**Recorded information:**
□ □ □

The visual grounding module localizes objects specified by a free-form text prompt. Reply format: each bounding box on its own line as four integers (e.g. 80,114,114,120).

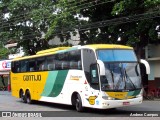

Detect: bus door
82,49,100,95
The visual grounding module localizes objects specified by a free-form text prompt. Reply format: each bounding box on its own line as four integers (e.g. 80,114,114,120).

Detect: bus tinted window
61,61,69,70
12,61,20,73
37,57,46,71
28,60,36,72
97,49,137,62
21,60,28,72
47,56,55,70
68,50,82,70
11,50,82,72
55,52,69,70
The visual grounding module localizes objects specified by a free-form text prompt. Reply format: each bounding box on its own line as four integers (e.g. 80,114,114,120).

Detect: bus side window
70,61,78,69
21,60,28,72
78,61,82,70
55,61,61,70
37,57,46,71
30,67,34,71
62,61,69,70
12,61,20,73
90,64,100,90
48,64,55,70
41,65,45,70
28,60,36,72
90,64,99,83
46,55,54,71
68,50,81,70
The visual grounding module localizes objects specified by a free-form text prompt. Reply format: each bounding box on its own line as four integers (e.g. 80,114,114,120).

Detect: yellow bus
11,44,150,112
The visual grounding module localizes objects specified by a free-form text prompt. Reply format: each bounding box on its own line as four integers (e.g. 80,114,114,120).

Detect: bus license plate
123,102,130,105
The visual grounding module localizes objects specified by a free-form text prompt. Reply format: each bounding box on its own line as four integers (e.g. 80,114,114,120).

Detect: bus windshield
97,49,141,91
97,49,137,62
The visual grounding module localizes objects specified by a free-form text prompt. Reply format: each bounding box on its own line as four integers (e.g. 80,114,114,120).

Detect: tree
109,0,160,58
0,0,56,55
47,0,160,58
45,0,80,44
0,42,9,59
0,0,160,57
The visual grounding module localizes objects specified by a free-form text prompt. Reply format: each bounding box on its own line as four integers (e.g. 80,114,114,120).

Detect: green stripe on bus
127,90,141,96
41,71,58,96
127,91,135,96
49,70,68,97
132,89,141,96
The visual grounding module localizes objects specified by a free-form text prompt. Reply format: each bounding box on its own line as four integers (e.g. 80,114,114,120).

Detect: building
4,40,25,59
48,31,80,46
145,44,160,91
0,40,24,91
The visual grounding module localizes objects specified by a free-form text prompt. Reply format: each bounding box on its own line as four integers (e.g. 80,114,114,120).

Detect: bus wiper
114,75,123,90
124,69,136,89
108,64,114,89
115,64,124,90
110,70,114,89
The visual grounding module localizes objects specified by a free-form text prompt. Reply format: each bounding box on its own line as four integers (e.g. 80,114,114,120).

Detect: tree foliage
0,0,56,55
46,0,160,58
0,42,9,59
0,0,160,57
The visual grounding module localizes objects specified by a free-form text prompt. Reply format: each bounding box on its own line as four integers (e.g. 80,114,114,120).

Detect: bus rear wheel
25,90,33,104
75,94,84,112
20,90,26,103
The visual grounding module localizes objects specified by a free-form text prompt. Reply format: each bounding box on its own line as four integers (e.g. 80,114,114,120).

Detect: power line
78,11,160,30
49,10,160,35
0,0,114,27
0,0,116,37
0,1,160,41
6,10,160,41
2,14,160,39
0,0,89,23
1,10,159,33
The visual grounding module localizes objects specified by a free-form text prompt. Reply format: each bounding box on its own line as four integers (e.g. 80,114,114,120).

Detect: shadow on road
15,100,138,117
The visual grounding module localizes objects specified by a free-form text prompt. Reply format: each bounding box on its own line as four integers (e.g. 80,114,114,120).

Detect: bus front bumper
100,97,143,109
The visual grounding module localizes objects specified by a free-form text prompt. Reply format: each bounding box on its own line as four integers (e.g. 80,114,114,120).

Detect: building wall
146,44,160,90
147,44,160,58
48,32,80,46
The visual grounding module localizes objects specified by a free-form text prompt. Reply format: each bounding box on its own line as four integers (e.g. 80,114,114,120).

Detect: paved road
0,91,160,119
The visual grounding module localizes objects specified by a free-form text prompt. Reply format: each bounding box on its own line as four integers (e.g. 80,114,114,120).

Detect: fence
143,85,160,100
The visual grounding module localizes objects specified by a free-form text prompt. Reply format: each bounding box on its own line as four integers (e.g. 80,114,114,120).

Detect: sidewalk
0,91,11,95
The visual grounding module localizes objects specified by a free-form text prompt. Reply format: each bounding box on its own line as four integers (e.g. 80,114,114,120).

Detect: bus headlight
102,96,115,100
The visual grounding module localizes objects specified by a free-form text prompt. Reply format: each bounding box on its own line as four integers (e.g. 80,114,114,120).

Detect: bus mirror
140,59,150,74
97,60,105,76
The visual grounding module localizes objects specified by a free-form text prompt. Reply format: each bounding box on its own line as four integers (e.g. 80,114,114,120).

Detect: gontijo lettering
23,75,41,81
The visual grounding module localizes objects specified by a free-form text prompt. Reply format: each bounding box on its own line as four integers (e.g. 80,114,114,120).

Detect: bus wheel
20,90,26,103
75,94,84,112
25,90,32,104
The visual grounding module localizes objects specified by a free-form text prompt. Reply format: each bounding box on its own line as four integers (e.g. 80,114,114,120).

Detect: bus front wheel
75,94,84,112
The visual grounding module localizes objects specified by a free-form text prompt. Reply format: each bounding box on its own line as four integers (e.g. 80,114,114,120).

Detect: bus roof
36,47,70,55
12,44,133,61
84,44,133,49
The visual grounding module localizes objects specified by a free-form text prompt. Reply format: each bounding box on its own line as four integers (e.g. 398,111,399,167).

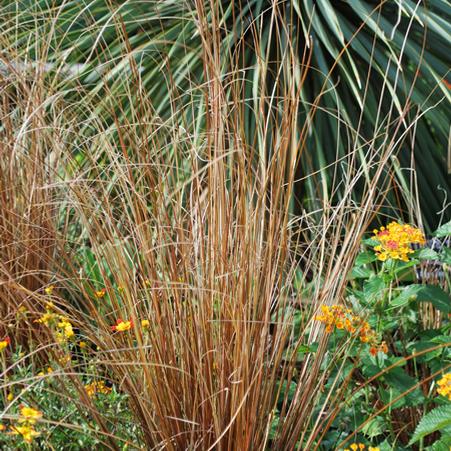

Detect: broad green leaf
363,276,385,302
434,221,451,237
409,405,451,445
391,284,451,313
417,248,439,261
415,285,451,314
355,251,377,266
439,248,451,265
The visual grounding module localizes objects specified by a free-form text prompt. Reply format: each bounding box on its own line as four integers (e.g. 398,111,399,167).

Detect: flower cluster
372,222,425,262
315,305,385,353
437,373,451,401
84,380,112,398
344,444,379,451
36,303,74,344
9,405,42,444
111,318,150,332
0,336,11,351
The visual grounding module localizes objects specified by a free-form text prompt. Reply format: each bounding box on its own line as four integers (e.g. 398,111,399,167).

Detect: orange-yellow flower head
18,406,42,424
437,373,451,401
0,336,11,351
10,425,40,443
84,380,112,398
372,222,425,262
44,285,55,295
111,318,133,332
315,306,384,354
94,288,106,299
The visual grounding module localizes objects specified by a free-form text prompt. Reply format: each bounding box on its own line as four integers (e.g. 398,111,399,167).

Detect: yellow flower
38,367,53,377
111,318,132,332
0,424,5,431
372,222,425,262
141,319,150,329
0,337,11,351
368,447,380,451
36,311,58,326
10,424,40,443
79,341,87,349
55,318,74,343
437,373,451,401
44,285,55,295
84,380,112,398
19,406,42,424
350,444,359,451
94,288,106,299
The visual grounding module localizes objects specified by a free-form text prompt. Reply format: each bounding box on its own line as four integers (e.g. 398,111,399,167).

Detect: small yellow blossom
368,447,380,451
0,337,11,351
56,318,74,342
84,380,112,398
141,319,150,329
7,392,14,402
79,341,87,349
18,406,42,424
58,354,71,366
0,424,5,431
94,288,106,299
111,318,133,332
10,424,40,443
437,373,451,401
38,367,53,377
44,285,55,295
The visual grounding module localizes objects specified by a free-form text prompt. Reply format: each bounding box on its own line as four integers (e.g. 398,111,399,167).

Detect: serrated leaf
355,251,377,266
409,405,451,445
364,276,385,302
415,285,451,314
417,248,439,261
361,416,384,438
434,221,451,237
439,248,451,264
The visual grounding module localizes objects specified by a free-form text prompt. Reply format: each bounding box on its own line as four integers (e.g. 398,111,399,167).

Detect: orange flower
111,318,133,332
0,337,11,351
94,288,106,299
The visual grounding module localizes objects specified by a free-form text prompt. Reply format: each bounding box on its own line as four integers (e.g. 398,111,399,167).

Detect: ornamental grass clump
0,0,448,449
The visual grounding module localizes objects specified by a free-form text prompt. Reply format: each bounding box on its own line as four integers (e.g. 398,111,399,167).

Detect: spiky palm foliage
0,0,449,230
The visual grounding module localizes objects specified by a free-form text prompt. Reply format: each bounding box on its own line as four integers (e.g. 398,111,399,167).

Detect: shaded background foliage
1,0,449,230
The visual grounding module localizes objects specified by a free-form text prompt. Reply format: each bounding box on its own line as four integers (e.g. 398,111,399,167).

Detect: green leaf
417,248,439,261
434,221,451,237
361,416,384,438
439,248,451,264
383,368,425,407
349,266,374,280
355,251,377,266
415,285,451,314
390,284,451,313
390,285,421,308
364,276,385,302
409,405,451,445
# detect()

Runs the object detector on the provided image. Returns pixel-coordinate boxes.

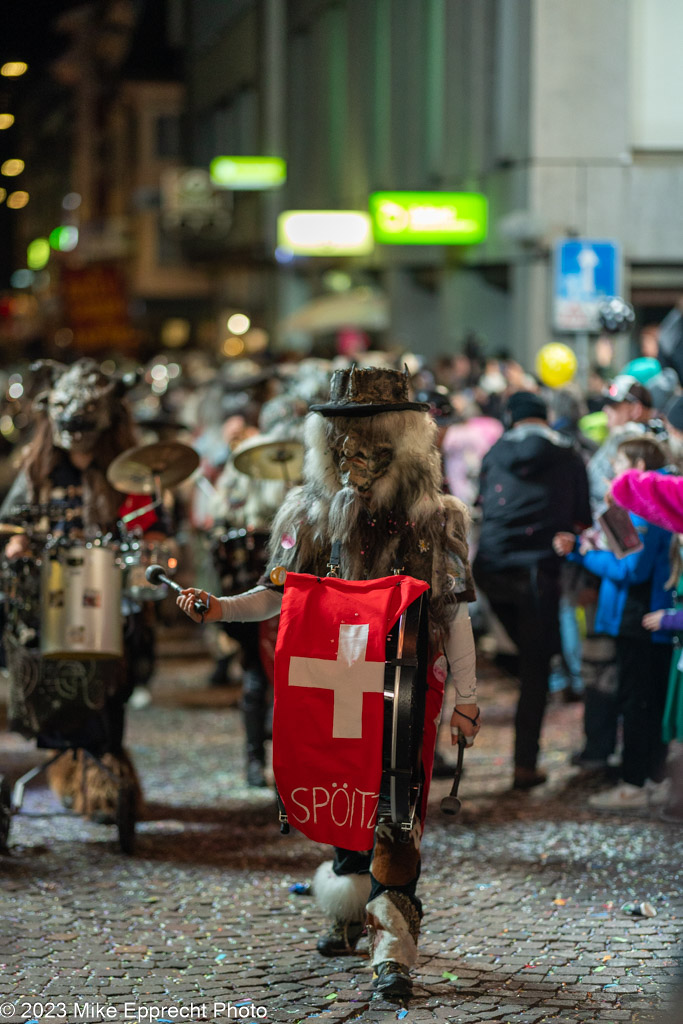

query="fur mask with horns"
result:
[31,359,140,455]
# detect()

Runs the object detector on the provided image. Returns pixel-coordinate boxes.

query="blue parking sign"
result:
[553,239,621,332]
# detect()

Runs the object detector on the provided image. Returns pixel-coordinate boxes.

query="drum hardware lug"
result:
[399,818,414,843]
[386,656,418,668]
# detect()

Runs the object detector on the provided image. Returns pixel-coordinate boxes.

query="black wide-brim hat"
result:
[310,365,430,417]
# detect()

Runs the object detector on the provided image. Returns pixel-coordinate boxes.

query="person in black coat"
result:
[473,391,592,789]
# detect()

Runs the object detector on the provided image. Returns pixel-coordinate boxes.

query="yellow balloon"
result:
[535,343,577,388]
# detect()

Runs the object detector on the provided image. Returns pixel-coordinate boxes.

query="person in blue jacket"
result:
[553,435,675,810]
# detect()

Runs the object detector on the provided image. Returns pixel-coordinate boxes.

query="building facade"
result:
[181,0,683,367]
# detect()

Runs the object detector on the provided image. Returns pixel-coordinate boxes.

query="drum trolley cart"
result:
[0,544,137,856]
[0,743,137,856]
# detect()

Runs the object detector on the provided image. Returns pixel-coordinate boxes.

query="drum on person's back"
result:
[41,543,123,659]
[211,527,269,595]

□ □ □

**About this task:**
In the entries above, how many lines hold the word "person"? State the number only.

**Answer space:**
3